RECORDS SUPPLIED:
•••
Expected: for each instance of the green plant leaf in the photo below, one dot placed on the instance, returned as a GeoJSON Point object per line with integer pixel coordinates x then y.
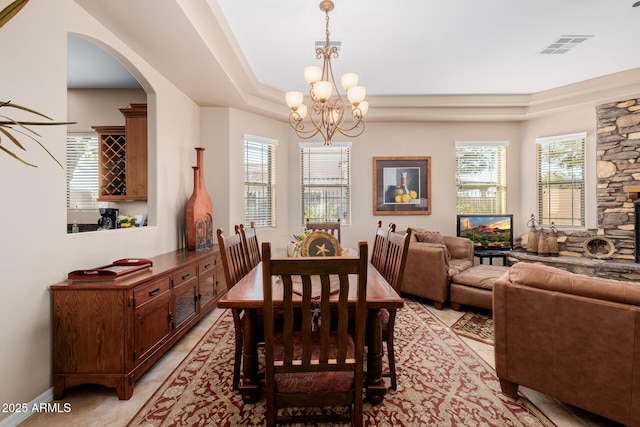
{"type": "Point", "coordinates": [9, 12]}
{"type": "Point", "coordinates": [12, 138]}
•••
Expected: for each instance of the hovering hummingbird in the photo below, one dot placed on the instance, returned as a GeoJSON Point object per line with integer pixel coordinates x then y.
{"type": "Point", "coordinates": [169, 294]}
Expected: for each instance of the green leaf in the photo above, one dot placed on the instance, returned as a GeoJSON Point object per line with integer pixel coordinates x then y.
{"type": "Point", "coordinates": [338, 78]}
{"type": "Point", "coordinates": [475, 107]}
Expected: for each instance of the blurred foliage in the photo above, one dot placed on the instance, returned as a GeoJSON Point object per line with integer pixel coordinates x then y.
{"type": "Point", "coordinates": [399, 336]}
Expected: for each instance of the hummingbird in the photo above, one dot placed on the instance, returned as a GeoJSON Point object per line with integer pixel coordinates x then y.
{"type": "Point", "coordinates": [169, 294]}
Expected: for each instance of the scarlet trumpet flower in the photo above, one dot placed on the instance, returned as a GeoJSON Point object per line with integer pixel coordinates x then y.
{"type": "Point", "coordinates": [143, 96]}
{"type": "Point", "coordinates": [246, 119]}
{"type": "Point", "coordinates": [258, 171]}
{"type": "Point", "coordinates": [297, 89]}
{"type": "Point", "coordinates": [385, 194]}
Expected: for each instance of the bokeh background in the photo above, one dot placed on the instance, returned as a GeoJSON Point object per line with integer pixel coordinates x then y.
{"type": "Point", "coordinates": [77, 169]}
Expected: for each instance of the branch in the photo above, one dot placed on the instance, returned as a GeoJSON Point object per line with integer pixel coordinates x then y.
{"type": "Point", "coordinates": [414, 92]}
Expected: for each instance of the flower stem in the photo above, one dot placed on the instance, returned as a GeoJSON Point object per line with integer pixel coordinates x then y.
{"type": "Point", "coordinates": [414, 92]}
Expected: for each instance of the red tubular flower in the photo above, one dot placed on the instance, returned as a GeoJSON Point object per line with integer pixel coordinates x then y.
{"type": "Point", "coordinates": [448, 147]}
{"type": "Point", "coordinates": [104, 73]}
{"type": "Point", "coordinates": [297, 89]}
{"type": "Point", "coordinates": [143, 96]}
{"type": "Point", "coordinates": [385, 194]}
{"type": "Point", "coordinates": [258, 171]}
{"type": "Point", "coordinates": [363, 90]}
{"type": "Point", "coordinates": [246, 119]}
•••
Please show every line of the listing above that contains the string "below", treating uppercase and lowercase as different.

TASK OUTPUT:
Expected: for each instance of the green plant leaf in the photo below, one dot placed on the instance, returned as a GeoJSON Point object per line with integer pixel coordinates x then y.
Expected: for each instance of the hovering hummingbird in the photo below, one dot placed on the instance, returned as a GeoJSON Point object per line with integer pixel coordinates x then y.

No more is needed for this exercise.